▶ _Given entries_
::::::::
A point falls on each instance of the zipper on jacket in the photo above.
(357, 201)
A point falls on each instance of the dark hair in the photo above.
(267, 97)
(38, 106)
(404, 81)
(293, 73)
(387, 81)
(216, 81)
::::::::
▶ _Objective_
Exactly reproduce every line found in the records.

▶ _Completed task_
A point falls on each instance of the zipper on jacket in the photo above.
(357, 201)
A point falls on each instance of the dark hair in the photo above.
(267, 97)
(38, 106)
(404, 81)
(293, 73)
(387, 81)
(216, 81)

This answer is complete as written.